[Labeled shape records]
------------------------------------------------

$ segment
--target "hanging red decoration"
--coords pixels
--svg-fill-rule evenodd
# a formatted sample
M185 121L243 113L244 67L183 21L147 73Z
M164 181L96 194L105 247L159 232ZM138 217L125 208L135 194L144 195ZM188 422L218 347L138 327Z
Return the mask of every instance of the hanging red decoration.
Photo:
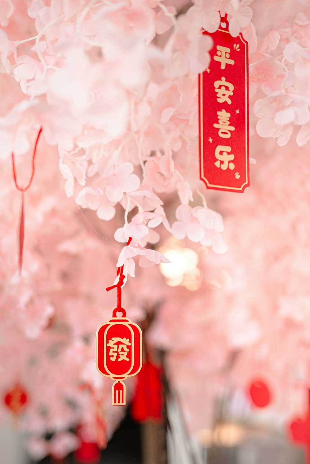
M97 464L100 460L100 451L97 443L82 441L74 457L81 464Z
M136 393L131 402L131 416L137 422L161 421L162 386L161 369L148 361L138 374Z
M248 44L230 35L227 14L203 33L214 45L199 77L200 179L207 188L242 193L250 185Z
M129 238L127 245L131 241ZM112 392L112 404L121 406L126 404L126 387L123 380L136 375L142 365L142 332L140 327L126 317L122 307L122 286L125 276L123 265L117 269L117 283L107 288L117 290L117 306L112 317L103 324L97 331L96 366L102 375L115 381ZM122 316L116 316L117 313Z
M310 406L310 390L308 391ZM307 464L310 464L310 409L308 406L305 417L297 418L292 421L289 426L289 434L291 439L305 447Z
M260 380L252 382L249 388L250 396L258 407L265 407L269 404L271 396L268 387Z
M27 393L18 383L4 397L4 402L14 414L18 414L27 402Z
M24 192L27 190L30 187L32 183L33 177L34 177L35 165L34 161L37 153L37 147L39 142L40 135L42 131L42 127L40 128L39 131L37 136L37 138L34 144L33 151L32 157L32 170L30 180L27 185L25 187L21 187L19 185L17 181L17 177L16 175L16 170L15 166L15 161L14 159L14 153L12 153L12 168L13 170L13 178L15 187L18 190L21 192L21 206L20 208L20 214L19 215L19 257L18 264L19 274L21 274L21 269L23 265L23 256L24 255L24 243L25 241L25 201L24 198Z

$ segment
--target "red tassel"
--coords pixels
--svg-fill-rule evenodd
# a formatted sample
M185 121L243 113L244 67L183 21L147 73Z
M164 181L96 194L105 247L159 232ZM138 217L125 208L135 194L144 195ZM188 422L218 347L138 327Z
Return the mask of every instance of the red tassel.
M163 392L161 368L147 361L138 373L136 394L131 402L131 416L137 422L162 420Z
M126 386L121 380L117 380L113 384L112 404L114 406L124 406L126 404Z
M25 214L24 214L24 192L21 193L21 206L20 208L20 215L19 217L19 253L18 257L18 267L19 270L19 275L21 275L21 268L23 265L23 257L24 255L24 242L25 240Z

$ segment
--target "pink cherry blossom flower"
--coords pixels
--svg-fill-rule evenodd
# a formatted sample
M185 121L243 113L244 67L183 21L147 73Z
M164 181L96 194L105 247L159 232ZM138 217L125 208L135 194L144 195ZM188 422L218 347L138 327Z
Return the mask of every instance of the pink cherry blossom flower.
M186 236L193 242L199 242L205 234L204 227L193 215L192 208L188 205L181 205L175 212L178 219L172 225L172 233L176 238L184 238Z
M76 202L83 208L96 211L99 219L110 221L115 215L116 202L110 201L103 191L98 187L85 187L80 192Z
M202 20L202 27L207 32L215 32L220 26L220 15L218 0L199 0L192 7Z
M123 163L114 171L113 175L106 177L103 181L107 185L106 194L110 201L120 201L124 193L132 193L139 188L140 179L133 174L131 163Z
M5 27L14 11L14 5L11 0L0 0L0 25Z
M127 242L129 237L135 241L139 241L149 233L149 229L144 225L143 215L139 213L134 216L130 222L125 224L123 227L117 229L114 238L118 242Z

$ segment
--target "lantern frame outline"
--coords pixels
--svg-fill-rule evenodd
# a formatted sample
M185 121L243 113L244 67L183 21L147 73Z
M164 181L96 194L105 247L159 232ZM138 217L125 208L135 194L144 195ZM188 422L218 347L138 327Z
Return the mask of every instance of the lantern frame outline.
M110 322L110 324L109 324L109 322ZM140 366L139 366L139 368L135 372L134 374L125 374L124 375L113 375L113 374L104 374L103 372L101 372L101 371L100 370L99 367L98 367L98 334L99 333L99 331L100 330L100 329L101 329L101 328L103 327L104 325L106 325L107 324L109 324L109 325L107 327L107 328L106 328L106 329L105 330L105 331L104 332L104 342L105 342L105 343L104 343L104 346L105 346L105 342L106 341L106 332L107 332L108 329L111 325L113 325L113 323L115 323L116 322L117 322L117 323L122 324L123 324L123 325L127 325L128 327L128 328L129 329L130 331L132 332L132 334L134 335L134 334L133 333L133 330L132 328L130 326L130 325L129 325L130 324L134 324L135 325L135 326L137 329L138 331L140 332L140 359L139 359L139 361L140 361ZM134 338L134 337L133 337L133 338ZM140 372L140 371L141 370L141 368L142 367L142 331L141 330L141 329L140 329L140 328L139 327L139 326L137 324L135 324L135 322L133 322L129 319L128 319L128 317L111 317L110 319L108 319L106 322L104 322L103 324L102 324L98 328L98 329L97 329L97 333L96 333L96 368L97 368L97 370L98 371L98 372L99 372L99 373L101 375L103 375L104 377L110 377L110 379L112 379L113 380L117 380L117 379L119 379L120 380L124 380L125 379L127 379L127 377L133 377L134 375L136 375L138 374L138 372ZM133 347L133 349L132 349L132 366L131 366L130 370L131 370L132 369L132 368L133 368L133 366L134 365L134 350L135 350L135 345L134 344L134 346ZM104 366L105 368L106 369L107 372L108 372L108 369L106 367L105 360L104 360L103 365ZM130 371L129 370L129 372L130 372Z

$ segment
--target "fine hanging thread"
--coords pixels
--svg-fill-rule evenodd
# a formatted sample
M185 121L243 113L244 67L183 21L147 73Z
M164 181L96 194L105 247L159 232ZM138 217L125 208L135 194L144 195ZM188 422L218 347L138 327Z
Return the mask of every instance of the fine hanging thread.
M14 179L14 183L15 184L15 187L18 190L21 192L21 206L20 208L20 214L19 216L19 275L21 274L21 268L23 265L23 256L24 252L24 242L25 241L25 207L24 207L24 193L30 187L32 181L33 180L33 177L34 177L34 173L35 171L35 166L34 166L34 160L36 157L36 155L37 154L37 147L38 146L38 143L39 142L39 139L40 138L40 135L42 131L42 128L40 127L39 131L37 135L37 138L36 139L35 143L34 144L34 147L33 148L33 152L32 153L32 171L31 173L31 176L30 177L30 180L28 182L27 185L25 187L21 187L19 185L18 182L17 181L17 177L16 176L16 170L15 166L15 161L14 159L14 153L12 152L12 168L13 170L13 178Z
M129 237L128 241L126 244L126 246L127 246L130 244L130 242L132 240L132 237ZM112 289L117 288L117 306L116 309L113 311L113 317L115 317L115 313L117 311L122 312L123 317L126 316L126 312L124 309L122 307L122 286L124 283L124 279L125 278L125 276L123 274L123 271L124 271L124 265L121 266L120 267L117 268L117 272L116 272L116 276L119 275L119 278L118 279L118 282L117 284L116 284L114 285L112 285L111 287L107 287L106 289L107 291L110 291L110 290L112 290Z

------------------------------------------------

The problem:
Rewrite every one of the items above with "evenodd" swapped for "nonzero" and nothing else altered, leaving out the pictures.

Response below:
$ segment
--target "hanging red decoration"
--coords pixels
--svg-fill-rule nonzero
# a formatted sample
M185 121L243 113L244 67L183 21L147 73Z
M164 181L96 194L105 247L159 232ZM138 217L125 208L135 194L144 195ZM188 422L218 347L138 327Z
Return the mask of every instance of the hanging red decoration.
Photo:
M97 464L100 460L100 451L97 443L82 441L74 457L81 464Z
M136 393L131 402L131 416L137 422L161 421L162 386L161 369L148 361L138 374Z
M248 44L230 35L227 14L203 33L214 45L199 77L200 179L207 188L242 193L250 185Z
M129 238L127 245L131 241ZM112 392L112 404L121 406L126 404L126 387L123 380L136 375L142 365L142 332L140 327L126 317L122 307L122 286L125 276L123 265L117 269L117 283L107 288L117 290L117 306L112 317L103 324L97 331L96 366L102 375L115 381ZM122 316L116 316L117 313Z
M310 406L310 390L308 391ZM307 464L310 464L310 409L308 406L305 417L297 418L292 421L289 426L289 434L291 439L305 447Z
M260 380L252 382L249 388L250 396L258 407L265 407L269 404L271 396L268 387Z
M27 393L18 383L4 397L4 402L14 414L18 414L27 402Z
M24 192L27 190L30 187L32 183L33 177L34 177L35 165L34 161L37 153L37 147L39 142L40 135L42 131L42 127L40 128L39 131L37 136L37 138L34 144L33 151L32 157L32 170L30 180L27 185L25 187L21 187L19 185L17 181L17 177L16 175L16 170L15 166L15 161L14 159L14 153L12 153L12 168L13 170L13 178L15 187L18 190L21 192L21 206L20 208L20 214L19 215L19 257L18 264L19 274L21 274L21 269L23 265L23 256L24 255L24 243L25 241L25 201L24 198Z

$ segment
--target "red tassel"
--coords pixels
--svg-fill-rule nonzero
# a formatted sample
M185 121L243 113L244 67L183 21L147 73Z
M164 181L96 194L105 247L159 232ZM138 217L125 208L135 194L144 195ZM188 422L218 347L138 327Z
Return the mask of every instance of the red tassel.
M163 392L161 368L147 361L138 373L136 394L131 402L131 416L137 422L162 420Z
M126 386L121 380L117 380L113 384L112 404L114 406L124 406L126 404Z
M25 214L24 214L24 192L21 193L21 206L20 208L20 215L19 217L19 253L18 257L18 267L19 270L19 275L21 275L21 268L23 265L23 257L24 255L24 242L25 240Z

$ segment
--target "pink cherry blossom flower"
--coords pixels
--svg-fill-rule nonzero
# a formatted sample
M185 121L243 113L244 67L183 21L147 73Z
M164 181L96 194L105 247L159 232ZM138 217L125 208L135 194L144 195ZM188 422L218 347L138 327Z
Return the mask of every instance of the pink cherry blossom flower.
M186 236L193 242L199 242L205 234L204 227L193 215L192 208L188 205L181 205L175 212L178 219L172 225L172 233L176 238L184 238Z
M76 202L83 208L96 211L99 219L110 221L115 215L116 202L110 201L103 191L98 187L85 187L80 192Z
M202 20L202 27L207 32L215 32L220 26L220 15L218 0L199 0L192 7Z
M123 163L114 171L113 175L106 177L103 181L107 185L106 194L110 201L120 201L124 193L132 193L139 188L140 179L133 174L131 163Z
M5 27L14 11L14 5L11 0L0 0L0 25Z
M127 242L129 237L135 241L139 241L149 233L149 229L144 225L143 215L139 213L134 216L130 222L125 224L123 227L117 229L114 238L118 242Z

$ segment
--target "lantern frame outline"
--coords pixels
--svg-fill-rule nonzero
# a formatted sample
M185 121L243 113L244 67L183 21L147 73Z
M164 181L96 194L105 247L159 232ZM138 217L125 208L135 194L144 195ZM188 422L218 347L138 327Z
Return the mask of every instance of the lantern frame outline.
M110 322L110 324L109 324L109 322ZM140 366L139 366L139 368L135 372L134 374L125 374L124 375L113 375L113 374L104 374L103 372L101 372L101 371L100 370L99 367L98 367L98 334L99 333L99 331L100 330L100 329L101 329L101 328L103 327L104 325L106 325L107 324L109 324L109 325L107 327L107 328L106 328L106 329L105 330L105 331L104 332L104 342L105 342L105 343L104 343L104 346L105 346L105 342L106 341L106 332L107 332L108 329L111 325L113 325L113 323L115 323L116 322L117 322L117 323L122 324L123 324L123 325L127 325L128 327L128 328L129 329L130 331L132 332L132 334L134 335L134 334L133 333L133 330L132 328L130 326L130 325L129 325L130 324L134 324L135 325L135 326L137 329L138 331L140 332L140 359L139 359L139 361L140 361ZM134 338L134 337L133 337L133 338ZM140 372L140 371L141 370L141 368L142 367L142 331L141 330L141 329L140 329L140 328L139 327L139 326L137 324L135 324L135 322L133 322L129 319L128 319L128 317L111 317L110 319L108 319L106 322L104 322L103 324L102 324L98 328L98 329L97 329L97 333L96 333L96 368L97 368L97 370L98 371L98 372L99 372L99 373L101 375L103 375L104 377L110 377L110 379L112 379L113 380L117 380L117 379L119 379L120 380L124 380L125 379L127 379L127 377L133 377L134 375L136 375L138 374L138 372ZM133 347L133 349L132 349L132 366L131 366L130 370L131 370L132 369L132 368L133 368L133 366L134 365L134 350L135 350L135 345L134 344L134 346ZM104 366L105 368L106 369L107 372L108 372L108 369L106 367L105 360L104 360L103 365ZM130 371L129 370L129 372L130 372Z

$ segment
--target "fine hanging thread"
--coords pixels
--svg-fill-rule nonzero
# a formatted sample
M185 121L243 113L244 67L183 21L147 73Z
M164 181L96 194L105 247L159 232ZM138 217L125 208L135 194L144 195ZM188 422L218 347L138 327Z
Return the mask of every instance of the fine hanging thread.
M14 179L14 183L15 184L15 187L18 190L21 192L21 206L20 208L20 214L19 216L19 275L21 274L21 268L23 265L23 256L24 252L24 242L25 241L25 207L24 207L24 193L30 187L32 181L33 180L33 177L34 177L34 173L35 171L35 166L34 166L34 160L36 157L36 155L37 154L37 147L38 146L38 143L39 142L39 139L40 138L40 135L42 131L42 128L40 127L39 131L37 135L37 138L36 139L35 143L34 144L34 147L33 148L33 152L32 153L32 171L31 173L31 176L30 177L30 180L28 182L27 185L25 187L21 187L19 185L18 182L17 181L17 177L16 176L16 170L15 166L15 161L14 159L14 153L12 152L12 168L13 170L13 178Z
M129 237L128 241L126 244L126 246L127 246L130 244L130 242L132 240L132 237ZM112 289L117 288L117 306L116 309L113 311L113 317L115 317L115 313L117 311L122 312L123 317L126 316L126 312L124 309L122 307L122 286L124 283L124 279L125 278L125 276L123 274L123 271L124 271L124 265L121 266L120 267L117 268L117 272L116 272L116 276L119 275L119 278L118 279L118 282L117 284L116 284L114 285L112 285L111 287L107 287L106 289L107 291L110 291L110 290L112 290Z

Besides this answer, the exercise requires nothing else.